Por favor, retoma el fragmento sobre Pauline Viardot y la Europa del siglo XIX a partir de su última oración y continúalo.

Fragmento proporcionado:
|---|

Pauline Viardot se alza como un personaje especialmente fascinante: su nombre de soltera era Paulina Garcia Sitches y su padre fue el tenor español Manuel García y su hermana la cantante María Malibrán (fue tan famosa en su tiempo, pese a fallecer a los 28 años, que uno de los teatros sin los que no se puede entender la historia de la ópera, el Malibrán de Venecia, lleva su nombre). No solo tenía un talento enorme para cantar, sino también para elegir las óperas y los compositores y, sobre todo, para gobernar su propia carrera y ganar dinero. Muchos grandes escritores se enamoraron de ella, aunque al final eligió un matrimonio tranquilo con el erudito Louis Viardot, que se complicó cuando conoció a Turguénev. Figes aporta un dato que puede resumir la transformación que Europa vivió en aquellos años: “Manuel García, el padre de Pauline, nació en Sevilla en 1775, tan solo cinco años después de que la Inquisición española quemara allí en la hoguera a su última víctima”. Solo un invento que llegó tarde para que Figes pudiese escuchar la voz de la diva: el fonógrafo. Se conservan descripciones de su canto, pero ninguna grabación.
Louis Viardot fue un hispanista avant la lettre que escribió en 1826 un célebre libro de viajes sobre España, que contribuyó a cimentar la imagen de un país en el que la parte, Andalucía, se convertía en el todo y que se mantenía anclado en un atraso secular. “Una de las cosas que cambiaron en aquella época fue que países que estaban en la periferia de Europa, como España o Rusia, se integraron mucho más en el continente”, señala Figes. “Louis Viardot pertenece a la generación que en los años veinte del siglo XIX descubre España, sobre todo Andalucía. Y contribuyó a difundir una visión exótica de este país. Pensaba que el problema de España es que no recibía suficientes viajeros internacionales y le pasó lo mismo cuando viajó a Rusia. Creía que necesitaban integrarse más en Europa”.
El nacimiento de aquella revolución tiene una fecha: el 13 de junio de 1846, cuando a las siete y media de la mañana la primera locomotora de vapor partió de la Gare Saint-Lazare, en París. “Muy pronto hubo ferrocarriles atravesando las fronteras nacionales por todas partes. Se había iniciado una nueva era para la cultura europea”, escribe Figes. Sin embargo, a la vez que las fronteras se convertían en irrelevantes para la cultura, crecía en esos países entonces nacientes un sentimiento nacionalista cada vez más poderoso, que desembocó en varias guerras, como la francoprusiana de 1870, con el estallido final del cataclismo de la Primera Guerra Mundial, en 1914.

|---|

Datos en bruto:
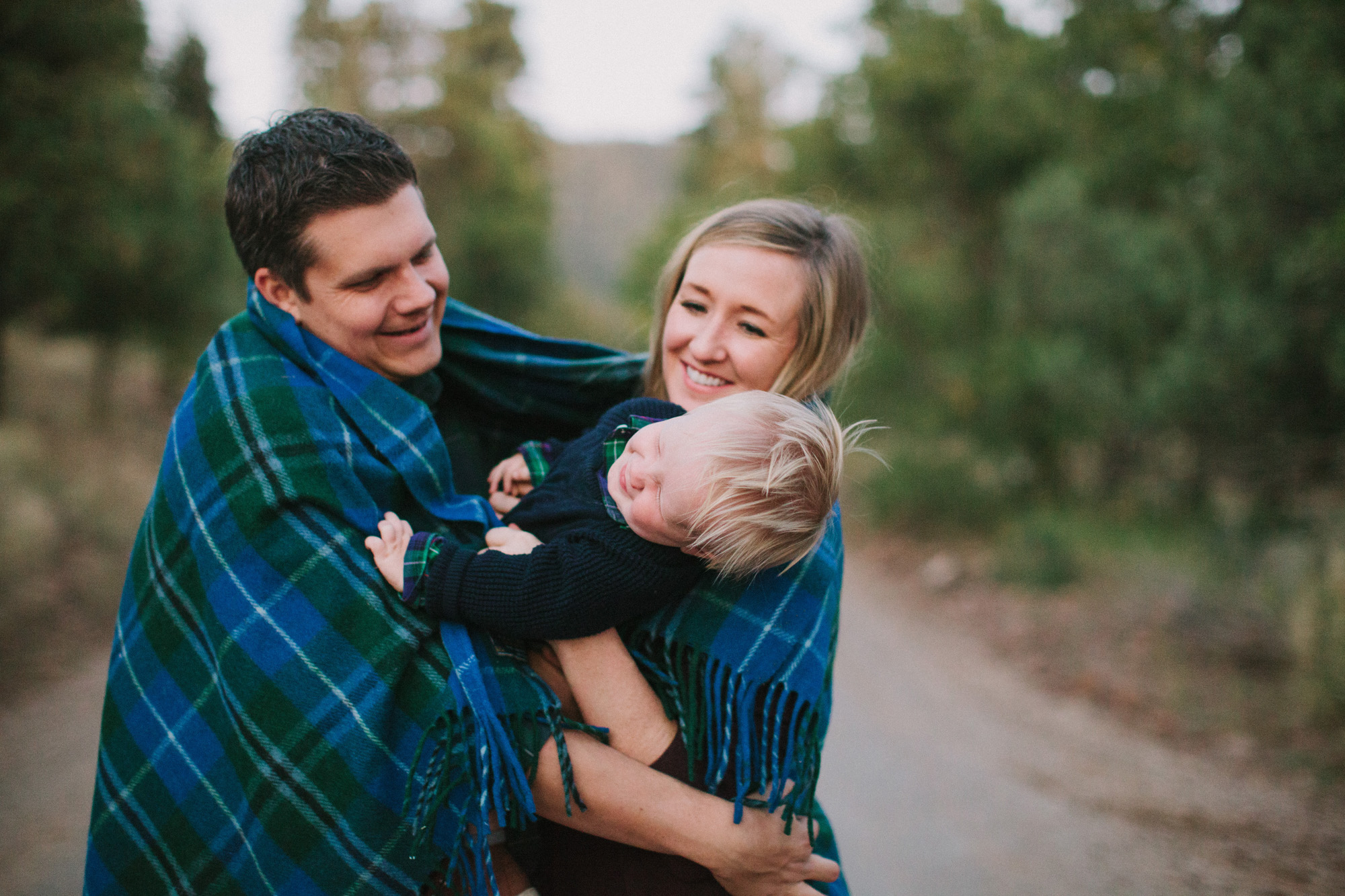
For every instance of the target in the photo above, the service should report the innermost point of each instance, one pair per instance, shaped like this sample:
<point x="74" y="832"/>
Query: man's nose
<point x="414" y="291"/>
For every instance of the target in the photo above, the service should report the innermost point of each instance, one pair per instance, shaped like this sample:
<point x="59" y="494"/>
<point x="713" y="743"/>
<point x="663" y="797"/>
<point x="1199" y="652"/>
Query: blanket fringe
<point x="759" y="737"/>
<point x="494" y="758"/>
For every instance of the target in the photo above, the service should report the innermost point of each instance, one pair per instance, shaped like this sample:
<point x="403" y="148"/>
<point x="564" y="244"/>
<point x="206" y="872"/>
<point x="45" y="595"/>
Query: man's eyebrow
<point x="375" y="274"/>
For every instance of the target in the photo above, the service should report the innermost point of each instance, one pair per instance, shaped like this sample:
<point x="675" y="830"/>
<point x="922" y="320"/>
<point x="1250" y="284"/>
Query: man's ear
<point x="279" y="294"/>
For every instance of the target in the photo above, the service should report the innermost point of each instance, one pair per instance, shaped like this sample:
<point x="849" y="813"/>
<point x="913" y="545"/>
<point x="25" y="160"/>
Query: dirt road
<point x="945" y="774"/>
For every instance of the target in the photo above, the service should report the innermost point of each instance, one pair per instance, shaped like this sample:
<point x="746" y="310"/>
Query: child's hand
<point x="391" y="549"/>
<point x="510" y="540"/>
<point x="504" y="503"/>
<point x="510" y="478"/>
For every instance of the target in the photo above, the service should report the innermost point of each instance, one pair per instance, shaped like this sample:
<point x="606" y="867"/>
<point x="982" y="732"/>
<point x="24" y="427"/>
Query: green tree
<point x="190" y="93"/>
<point x="443" y="93"/>
<point x="111" y="210"/>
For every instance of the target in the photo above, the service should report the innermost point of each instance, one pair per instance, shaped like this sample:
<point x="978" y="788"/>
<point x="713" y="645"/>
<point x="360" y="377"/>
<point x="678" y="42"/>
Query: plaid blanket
<point x="743" y="666"/>
<point x="276" y="720"/>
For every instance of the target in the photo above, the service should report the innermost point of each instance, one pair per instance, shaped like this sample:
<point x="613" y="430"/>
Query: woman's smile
<point x="703" y="378"/>
<point x="732" y="323"/>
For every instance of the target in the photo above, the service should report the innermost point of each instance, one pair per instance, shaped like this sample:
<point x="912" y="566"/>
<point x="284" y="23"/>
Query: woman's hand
<point x="633" y="803"/>
<point x="762" y="861"/>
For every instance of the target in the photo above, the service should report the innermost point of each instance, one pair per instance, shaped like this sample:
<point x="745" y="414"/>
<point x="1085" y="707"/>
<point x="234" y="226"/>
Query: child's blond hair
<point x="771" y="482"/>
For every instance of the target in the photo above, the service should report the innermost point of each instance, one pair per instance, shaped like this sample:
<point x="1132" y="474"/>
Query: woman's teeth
<point x="701" y="378"/>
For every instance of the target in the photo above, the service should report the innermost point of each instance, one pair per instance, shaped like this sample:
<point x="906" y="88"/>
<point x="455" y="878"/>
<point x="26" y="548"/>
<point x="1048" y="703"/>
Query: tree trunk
<point x="102" y="381"/>
<point x="5" y="372"/>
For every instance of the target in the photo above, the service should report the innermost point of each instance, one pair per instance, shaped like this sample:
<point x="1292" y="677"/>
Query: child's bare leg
<point x="613" y="693"/>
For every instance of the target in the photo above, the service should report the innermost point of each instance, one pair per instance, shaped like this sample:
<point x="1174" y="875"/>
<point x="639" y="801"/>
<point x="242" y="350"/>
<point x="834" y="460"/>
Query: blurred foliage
<point x="443" y="95"/>
<point x="111" y="194"/>
<point x="1109" y="274"/>
<point x="1109" y="259"/>
<point x="736" y="154"/>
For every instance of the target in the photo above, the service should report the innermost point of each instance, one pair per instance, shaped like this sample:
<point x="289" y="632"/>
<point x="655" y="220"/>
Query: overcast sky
<point x="597" y="69"/>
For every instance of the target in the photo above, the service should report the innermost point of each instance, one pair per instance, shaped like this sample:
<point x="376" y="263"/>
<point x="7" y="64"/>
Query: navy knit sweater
<point x="590" y="575"/>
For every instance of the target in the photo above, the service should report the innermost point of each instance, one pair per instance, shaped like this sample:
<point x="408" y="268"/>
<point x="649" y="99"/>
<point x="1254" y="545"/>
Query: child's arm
<point x="572" y="587"/>
<point x="613" y="693"/>
<point x="395" y="536"/>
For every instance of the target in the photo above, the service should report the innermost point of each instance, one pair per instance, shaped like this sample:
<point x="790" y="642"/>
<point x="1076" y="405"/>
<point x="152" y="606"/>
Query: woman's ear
<point x="279" y="294"/>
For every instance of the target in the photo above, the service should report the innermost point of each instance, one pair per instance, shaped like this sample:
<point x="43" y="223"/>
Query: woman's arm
<point x="636" y="805"/>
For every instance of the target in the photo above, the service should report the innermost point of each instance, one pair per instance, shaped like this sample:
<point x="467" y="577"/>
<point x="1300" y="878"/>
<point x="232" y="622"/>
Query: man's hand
<point x="512" y="477"/>
<point x="389" y="548"/>
<point x="509" y="482"/>
<point x="510" y="540"/>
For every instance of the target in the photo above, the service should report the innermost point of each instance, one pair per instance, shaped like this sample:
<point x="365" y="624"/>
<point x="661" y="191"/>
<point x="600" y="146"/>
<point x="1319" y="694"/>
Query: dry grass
<point x="72" y="494"/>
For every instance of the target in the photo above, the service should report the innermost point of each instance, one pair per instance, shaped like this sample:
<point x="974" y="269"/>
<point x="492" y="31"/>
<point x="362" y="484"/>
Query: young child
<point x="626" y="520"/>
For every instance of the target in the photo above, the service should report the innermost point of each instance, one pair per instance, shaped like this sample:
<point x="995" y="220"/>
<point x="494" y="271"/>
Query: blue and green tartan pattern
<point x="537" y="455"/>
<point x="271" y="701"/>
<point x="278" y="721"/>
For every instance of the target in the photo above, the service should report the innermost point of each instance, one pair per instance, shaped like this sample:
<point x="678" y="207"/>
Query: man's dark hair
<point x="306" y="165"/>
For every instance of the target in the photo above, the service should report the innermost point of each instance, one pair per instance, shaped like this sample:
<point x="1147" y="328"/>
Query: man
<point x="276" y="720"/>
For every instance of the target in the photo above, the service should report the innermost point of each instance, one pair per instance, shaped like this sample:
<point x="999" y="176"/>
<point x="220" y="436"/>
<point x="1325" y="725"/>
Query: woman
<point x="763" y="295"/>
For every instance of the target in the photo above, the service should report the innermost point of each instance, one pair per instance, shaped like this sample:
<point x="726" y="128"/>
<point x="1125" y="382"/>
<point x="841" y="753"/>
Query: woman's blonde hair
<point x="771" y="479"/>
<point x="836" y="296"/>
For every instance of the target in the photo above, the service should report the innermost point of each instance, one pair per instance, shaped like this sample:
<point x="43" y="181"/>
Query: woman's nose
<point x="708" y="343"/>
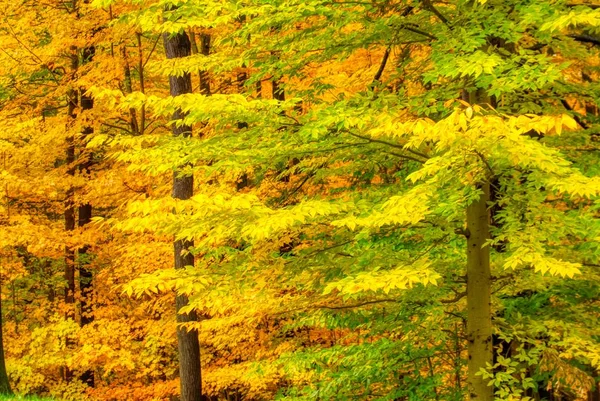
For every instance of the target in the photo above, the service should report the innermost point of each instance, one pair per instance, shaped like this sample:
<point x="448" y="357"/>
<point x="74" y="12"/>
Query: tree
<point x="4" y="384"/>
<point x="179" y="46"/>
<point x="413" y="120"/>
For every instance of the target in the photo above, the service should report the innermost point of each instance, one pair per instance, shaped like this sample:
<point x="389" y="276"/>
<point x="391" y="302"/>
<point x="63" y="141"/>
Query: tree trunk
<point x="4" y="384"/>
<point x="69" y="296"/>
<point x="479" y="321"/>
<point x="177" y="46"/>
<point x="85" y="217"/>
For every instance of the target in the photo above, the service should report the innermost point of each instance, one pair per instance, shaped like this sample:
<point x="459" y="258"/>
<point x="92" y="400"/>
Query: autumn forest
<point x="252" y="200"/>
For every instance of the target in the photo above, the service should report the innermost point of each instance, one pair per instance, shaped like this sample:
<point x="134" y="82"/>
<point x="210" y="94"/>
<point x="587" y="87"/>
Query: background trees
<point x="415" y="218"/>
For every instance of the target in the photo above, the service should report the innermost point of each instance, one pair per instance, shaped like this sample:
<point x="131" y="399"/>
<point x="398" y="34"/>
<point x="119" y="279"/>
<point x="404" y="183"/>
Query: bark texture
<point x="479" y="322"/>
<point x="85" y="164"/>
<point x="177" y="46"/>
<point x="4" y="384"/>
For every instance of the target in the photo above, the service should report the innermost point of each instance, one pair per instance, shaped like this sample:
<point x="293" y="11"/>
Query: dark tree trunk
<point x="4" y="384"/>
<point x="69" y="298"/>
<point x="85" y="217"/>
<point x="178" y="46"/>
<point x="278" y="92"/>
<point x="479" y="322"/>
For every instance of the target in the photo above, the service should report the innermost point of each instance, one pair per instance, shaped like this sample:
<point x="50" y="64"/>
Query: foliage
<point x="333" y="162"/>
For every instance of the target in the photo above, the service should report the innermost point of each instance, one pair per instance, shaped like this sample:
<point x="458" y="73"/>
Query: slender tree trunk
<point x="479" y="321"/>
<point x="85" y="217"/>
<point x="141" y="64"/>
<point x="278" y="92"/>
<point x="133" y="123"/>
<point x="177" y="46"/>
<point x="4" y="384"/>
<point x="69" y="214"/>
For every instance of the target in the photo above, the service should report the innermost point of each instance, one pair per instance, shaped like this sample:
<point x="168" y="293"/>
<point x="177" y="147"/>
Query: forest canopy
<point x="247" y="200"/>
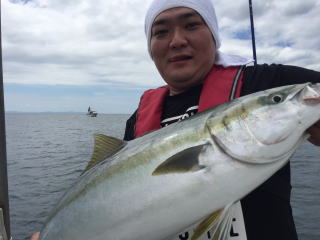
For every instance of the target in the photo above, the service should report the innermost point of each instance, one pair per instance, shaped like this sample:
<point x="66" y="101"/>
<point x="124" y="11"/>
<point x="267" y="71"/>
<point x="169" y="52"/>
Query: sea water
<point x="47" y="152"/>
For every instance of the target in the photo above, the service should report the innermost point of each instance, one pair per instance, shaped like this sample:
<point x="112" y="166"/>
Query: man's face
<point x="182" y="48"/>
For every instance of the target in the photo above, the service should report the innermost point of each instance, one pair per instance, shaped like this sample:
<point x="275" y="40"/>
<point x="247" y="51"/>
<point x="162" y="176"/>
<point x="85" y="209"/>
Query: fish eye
<point x="277" y="98"/>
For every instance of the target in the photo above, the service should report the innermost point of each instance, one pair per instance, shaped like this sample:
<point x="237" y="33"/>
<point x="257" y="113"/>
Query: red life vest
<point x="216" y="90"/>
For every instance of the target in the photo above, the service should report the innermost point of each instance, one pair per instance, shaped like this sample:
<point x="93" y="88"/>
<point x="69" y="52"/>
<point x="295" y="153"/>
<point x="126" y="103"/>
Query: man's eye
<point x="192" y="25"/>
<point x="161" y="32"/>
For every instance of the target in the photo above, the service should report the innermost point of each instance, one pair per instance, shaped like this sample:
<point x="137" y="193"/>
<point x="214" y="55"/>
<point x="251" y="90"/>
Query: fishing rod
<point x="252" y="33"/>
<point x="4" y="198"/>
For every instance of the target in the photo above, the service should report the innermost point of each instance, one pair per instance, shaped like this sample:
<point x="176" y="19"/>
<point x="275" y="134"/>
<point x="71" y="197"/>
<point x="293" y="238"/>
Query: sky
<point x="66" y="55"/>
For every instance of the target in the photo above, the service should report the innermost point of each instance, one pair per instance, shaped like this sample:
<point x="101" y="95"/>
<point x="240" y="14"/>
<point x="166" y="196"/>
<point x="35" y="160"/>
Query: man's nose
<point x="178" y="39"/>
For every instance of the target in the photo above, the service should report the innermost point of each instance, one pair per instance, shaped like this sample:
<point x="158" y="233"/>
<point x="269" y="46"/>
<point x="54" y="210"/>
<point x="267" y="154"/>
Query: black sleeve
<point x="262" y="77"/>
<point x="130" y="125"/>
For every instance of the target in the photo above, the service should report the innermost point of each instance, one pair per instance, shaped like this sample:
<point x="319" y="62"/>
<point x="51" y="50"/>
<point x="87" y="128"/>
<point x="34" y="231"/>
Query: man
<point x="183" y="42"/>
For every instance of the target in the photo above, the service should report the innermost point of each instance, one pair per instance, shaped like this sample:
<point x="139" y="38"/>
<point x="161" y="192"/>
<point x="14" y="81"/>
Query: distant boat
<point x="91" y="112"/>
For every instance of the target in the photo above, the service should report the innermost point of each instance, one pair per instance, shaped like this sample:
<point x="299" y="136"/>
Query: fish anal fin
<point x="206" y="224"/>
<point x="104" y="146"/>
<point x="182" y="162"/>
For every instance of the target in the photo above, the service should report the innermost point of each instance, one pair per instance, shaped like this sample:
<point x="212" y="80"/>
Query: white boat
<point x="91" y="112"/>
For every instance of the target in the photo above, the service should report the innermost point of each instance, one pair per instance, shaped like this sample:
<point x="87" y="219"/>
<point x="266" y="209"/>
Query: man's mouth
<point x="179" y="58"/>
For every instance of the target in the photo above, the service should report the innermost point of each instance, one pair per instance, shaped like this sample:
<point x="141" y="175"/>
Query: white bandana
<point x="206" y="10"/>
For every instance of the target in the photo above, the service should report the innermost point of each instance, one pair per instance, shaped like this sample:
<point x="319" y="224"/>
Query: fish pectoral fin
<point x="104" y="146"/>
<point x="182" y="162"/>
<point x="219" y="224"/>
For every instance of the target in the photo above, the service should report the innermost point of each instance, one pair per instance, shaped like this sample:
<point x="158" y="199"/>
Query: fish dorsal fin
<point x="219" y="224"/>
<point x="104" y="146"/>
<point x="182" y="162"/>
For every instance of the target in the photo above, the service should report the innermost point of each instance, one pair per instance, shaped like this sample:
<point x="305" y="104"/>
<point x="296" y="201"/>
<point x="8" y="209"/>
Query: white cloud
<point x="102" y="42"/>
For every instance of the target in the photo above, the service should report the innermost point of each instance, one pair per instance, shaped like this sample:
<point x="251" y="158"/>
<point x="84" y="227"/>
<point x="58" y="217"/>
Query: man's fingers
<point x="35" y="236"/>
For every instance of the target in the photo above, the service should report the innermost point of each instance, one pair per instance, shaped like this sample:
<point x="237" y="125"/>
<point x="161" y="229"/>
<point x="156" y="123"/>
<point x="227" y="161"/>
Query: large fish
<point x="155" y="186"/>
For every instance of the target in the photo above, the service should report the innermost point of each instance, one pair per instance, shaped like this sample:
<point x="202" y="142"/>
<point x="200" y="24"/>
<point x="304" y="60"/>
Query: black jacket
<point x="267" y="210"/>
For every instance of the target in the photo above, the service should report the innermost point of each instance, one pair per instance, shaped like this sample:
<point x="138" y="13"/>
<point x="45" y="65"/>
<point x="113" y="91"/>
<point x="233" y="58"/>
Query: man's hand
<point x="35" y="236"/>
<point x="314" y="131"/>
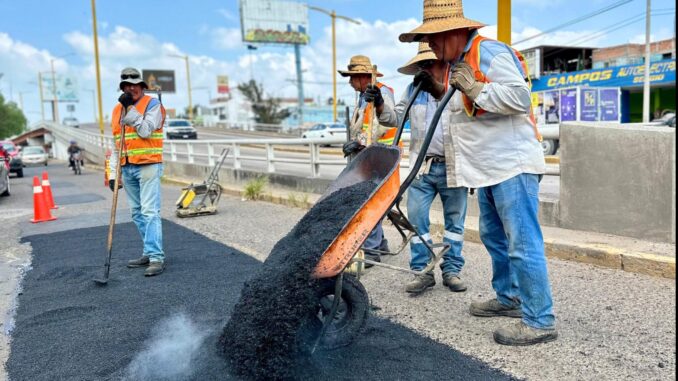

|---|

Respuesta del ejercicio:
“La idea de Europa que tanto Viardot como Turguéniev defienden es abierta, desde el punto de vista interno, pero también es abierta al exterior”, sostiene Figes. “Comprenden que Europa no es una entidad cerrada. La gran paradoja, que está en el corazón del libro, es que por un lado la cultura se desarrolla de una forma cosmopolita a lo largo del siglo XIX; pero, a la vez crece un nacionalismo político excluyente. El cosmopolitismo del siglo XIX es eurocéntrico, sin duda, pero no defiende la idea de un continente cerrado y superior a todo lo que esté fuera. Hoy, sin embargo, sí existen diferentes ideas de Europa y una de ellas es que Europa debe cerrarse a los no europeos”.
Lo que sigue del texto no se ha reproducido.